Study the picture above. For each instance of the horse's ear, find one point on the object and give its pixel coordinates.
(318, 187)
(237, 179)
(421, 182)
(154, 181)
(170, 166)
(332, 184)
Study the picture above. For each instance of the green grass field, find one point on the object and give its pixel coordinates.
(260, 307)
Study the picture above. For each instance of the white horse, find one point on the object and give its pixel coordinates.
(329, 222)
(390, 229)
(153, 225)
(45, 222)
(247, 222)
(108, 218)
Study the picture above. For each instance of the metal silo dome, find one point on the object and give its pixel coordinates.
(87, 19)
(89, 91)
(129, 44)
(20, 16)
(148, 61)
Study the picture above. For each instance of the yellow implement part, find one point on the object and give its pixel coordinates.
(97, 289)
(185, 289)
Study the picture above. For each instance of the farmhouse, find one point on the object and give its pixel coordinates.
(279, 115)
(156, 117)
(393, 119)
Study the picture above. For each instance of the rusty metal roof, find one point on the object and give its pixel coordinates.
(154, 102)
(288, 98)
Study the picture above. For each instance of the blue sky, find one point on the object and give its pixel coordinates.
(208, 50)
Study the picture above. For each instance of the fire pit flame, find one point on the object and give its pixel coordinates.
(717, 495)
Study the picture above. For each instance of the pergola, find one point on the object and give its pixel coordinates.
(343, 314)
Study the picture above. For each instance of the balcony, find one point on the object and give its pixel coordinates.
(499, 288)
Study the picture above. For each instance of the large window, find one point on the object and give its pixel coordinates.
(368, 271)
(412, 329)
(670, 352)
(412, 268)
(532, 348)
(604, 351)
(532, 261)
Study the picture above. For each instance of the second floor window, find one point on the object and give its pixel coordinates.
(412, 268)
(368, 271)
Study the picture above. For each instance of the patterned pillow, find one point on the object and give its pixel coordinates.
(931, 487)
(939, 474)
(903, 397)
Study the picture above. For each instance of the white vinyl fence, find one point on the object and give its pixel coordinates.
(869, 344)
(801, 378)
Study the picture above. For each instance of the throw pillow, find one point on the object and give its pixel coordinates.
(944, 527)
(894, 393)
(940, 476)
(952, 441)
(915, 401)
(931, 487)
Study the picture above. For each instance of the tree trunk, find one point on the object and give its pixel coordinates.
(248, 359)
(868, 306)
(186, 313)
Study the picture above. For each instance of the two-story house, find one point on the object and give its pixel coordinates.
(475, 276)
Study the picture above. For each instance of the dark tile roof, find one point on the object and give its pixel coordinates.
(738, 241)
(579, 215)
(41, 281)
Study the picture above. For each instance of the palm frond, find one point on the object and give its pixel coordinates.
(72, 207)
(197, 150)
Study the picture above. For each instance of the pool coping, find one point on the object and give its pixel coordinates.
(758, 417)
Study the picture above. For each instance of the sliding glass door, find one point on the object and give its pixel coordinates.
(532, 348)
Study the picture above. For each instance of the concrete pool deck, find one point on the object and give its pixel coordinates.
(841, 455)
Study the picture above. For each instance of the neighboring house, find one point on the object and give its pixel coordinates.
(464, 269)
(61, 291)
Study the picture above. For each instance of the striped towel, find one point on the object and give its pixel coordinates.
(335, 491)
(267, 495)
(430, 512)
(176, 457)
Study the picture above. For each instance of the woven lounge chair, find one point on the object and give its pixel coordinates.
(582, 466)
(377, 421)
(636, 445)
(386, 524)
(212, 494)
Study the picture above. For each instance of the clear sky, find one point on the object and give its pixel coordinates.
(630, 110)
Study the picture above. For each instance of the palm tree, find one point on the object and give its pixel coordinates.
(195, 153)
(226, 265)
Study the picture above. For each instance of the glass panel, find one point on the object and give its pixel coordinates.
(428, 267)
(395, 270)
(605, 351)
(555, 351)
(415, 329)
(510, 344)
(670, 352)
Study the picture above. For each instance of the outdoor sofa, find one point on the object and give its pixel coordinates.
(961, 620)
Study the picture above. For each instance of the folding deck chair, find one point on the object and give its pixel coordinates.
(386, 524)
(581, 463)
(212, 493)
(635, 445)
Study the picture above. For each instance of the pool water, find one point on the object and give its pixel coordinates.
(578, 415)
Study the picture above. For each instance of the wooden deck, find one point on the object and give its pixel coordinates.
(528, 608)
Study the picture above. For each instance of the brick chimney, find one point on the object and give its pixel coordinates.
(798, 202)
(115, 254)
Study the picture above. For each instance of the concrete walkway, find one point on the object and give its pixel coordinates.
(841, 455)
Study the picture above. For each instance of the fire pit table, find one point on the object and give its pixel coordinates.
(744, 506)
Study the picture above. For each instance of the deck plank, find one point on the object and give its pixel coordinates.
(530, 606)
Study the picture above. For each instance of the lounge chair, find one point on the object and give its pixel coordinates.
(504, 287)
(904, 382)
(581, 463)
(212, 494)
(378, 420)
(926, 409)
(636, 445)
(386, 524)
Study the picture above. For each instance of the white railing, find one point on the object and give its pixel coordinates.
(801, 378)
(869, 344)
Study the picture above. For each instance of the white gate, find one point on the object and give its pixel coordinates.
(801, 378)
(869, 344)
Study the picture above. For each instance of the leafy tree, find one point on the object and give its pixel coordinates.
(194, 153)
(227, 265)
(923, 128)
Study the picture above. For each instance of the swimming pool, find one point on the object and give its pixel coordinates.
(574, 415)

■ ■ ■

**DIRECTIVE:**
Copy all of the rows above word for word, with nothing changed.

**EXPECTED ANSWER:**
Study the picture above. For each instance of the horse's ear, find one point on the object and give its pixel coordinates.
(318, 187)
(237, 179)
(421, 182)
(154, 181)
(170, 166)
(332, 184)
Study the picture above. For each instance of the green grass field, find one point on the object and give its pixel coordinates.
(260, 307)
Study the picture above. For each instance of the white horse, find one point on the object and give its pixel coordinates.
(329, 222)
(390, 229)
(153, 225)
(45, 222)
(247, 222)
(108, 218)
Study the picture above. For each instance of the metal silo dome, find one point on the object and give its pixel coordinates.
(87, 19)
(89, 91)
(129, 44)
(20, 16)
(148, 61)
Study the picture above. For each instance of the yellow implement part, find one point on the object and give its pixel coordinates.
(97, 289)
(185, 289)
Study the picture above. For each instance of the farmhouse, find one point on the object and give its pixel coordinates.
(279, 115)
(156, 117)
(393, 119)
Study the picture above. For each instance of the rusty metal roof, find one point on the object and give its pixel coordinates.
(154, 102)
(288, 98)
Study the picture above. For each instance of the blue sky, find one point on the object and give its pixel coordinates.
(208, 50)
Study the picture above. For each instance of the fire pit flame, find one point on the object and give its pixel coordinates.
(717, 495)
Study the picture above. For each instance of the pergola, find one point on the object and give its pixel coordinates.
(343, 314)
Study the picture above. For each instance of the balcony, find one point on the object and give its pixel coordinates.
(499, 288)
Study the picture above. For each instance of the large window, find one point on the object and give its pixel coordinates.
(368, 271)
(412, 329)
(670, 352)
(412, 268)
(532, 348)
(604, 351)
(532, 261)
Study the picture above. For each instance of the second floor window, find one point on the object and give its pixel coordinates.
(412, 268)
(368, 271)
Study the picture above. For each instance of the patterned pillow, find one point on the object and give its pixel coordinates.
(931, 487)
(939, 474)
(903, 397)
Study the picture above. For each instance of the white vinyl fence, find one point on the object and give its pixel coordinates.
(869, 344)
(801, 378)
Study the picture above. For each instance of the throw pillow, find one point on the object and give its pixel coordinates.
(944, 527)
(894, 393)
(940, 476)
(952, 441)
(915, 401)
(931, 487)
Study the picture above. For each instance of the tree trunk, find one point on the object and give its pixel coordinates.
(248, 359)
(868, 306)
(186, 313)
Study the picture above. For each instance of the two-story house, find one point on the object and give its pixel coordinates.
(475, 276)
Study the picture above. For each instance of the dark tile roof, find one point on the object and give its pixel coordinates.
(738, 241)
(579, 215)
(41, 281)
Study the picture above. For each instance of the palm frond, find one point on the object and give its pixel coordinates.
(72, 207)
(197, 150)
Study the picture above. For each instance of the pool coping, find one point on the object and give its pixel coordinates.
(758, 417)
Study the picture above. For each instance of the sliding glass door, find one point on the object and give its pixel coordinates.
(532, 348)
Study the picture above. For each instance of the concrete pool deck, find one point on the object and give its pixel coordinates.
(841, 455)
Study the picture above. For each instance of the neighboring house, find one point on the object and give its pixel coordinates.
(464, 269)
(61, 291)
Study the picture above. For each instance of the striped towel, find one point on the object and give its pixel coordinates.
(335, 491)
(267, 495)
(430, 512)
(176, 457)
Study the picture above. For each instance of the woven lounge chair, find one point on the object and give its pixel coordinates.
(582, 466)
(377, 421)
(636, 445)
(386, 524)
(212, 494)
Study the picture above. For each instance of the clear sky, find one point on the object and give its pixel coordinates.
(630, 110)
Study the picture above. For each instance of the palm tree, find one point on the object and give its pixel coordinates.
(195, 153)
(226, 265)
Study the picture above. For each instance of the glass panel, find one point on the object and give its pixel coordinates.
(428, 267)
(395, 270)
(605, 351)
(555, 351)
(415, 329)
(510, 344)
(670, 352)
Study the picture above. For each instance of the outdoor sofa, find one point on the object and give its pixel coordinates.
(961, 620)
Study the picture above. For each instance of the folding deck chair, find one point on the object and give its pixel coordinates.
(386, 524)
(581, 463)
(212, 493)
(635, 445)
Study the picture above. For each instance of the pool water, find one point on the object and give its pixel coordinates.
(578, 415)
Study the picture above. For each instance of the wooden deck, find one point on the object and give its pixel coordinates.
(528, 608)
Study the picture above. For each instance of the brick chimney, find one point on the object and give its pixel coordinates.
(798, 202)
(115, 254)
Study the picture above. For each instance of the concrete walkway, find one point on the object and give its pixel coordinates.
(841, 455)
Study the picture above. For each instance of the fire pit table, find one point on the object and give its pixel coordinates.
(744, 506)
Study the picture above. For each instance of the deck plank, find one point on the object and give its pixel coordinates.
(530, 606)
Study the picture above. For each instance of the lounge chair, find one point on the object and give its pixel coordinates.
(504, 287)
(904, 382)
(581, 463)
(212, 494)
(378, 420)
(926, 409)
(636, 445)
(386, 524)
Study the picture above. For each instance of the white railing, find one point on the object and give its pixel coordinates.
(801, 378)
(869, 344)
Study the picture above. For each instance of the white gate, find one point on the object and give its pixel coordinates.
(801, 378)
(869, 344)
Study the picture above. For each instance of the leafy tree, find one point on the object and give its pixel coordinates.
(194, 153)
(227, 265)
(923, 128)
Study the picture above. For each instance of the swimming pool, find one point on the object and give its pixel coordinates.
(574, 415)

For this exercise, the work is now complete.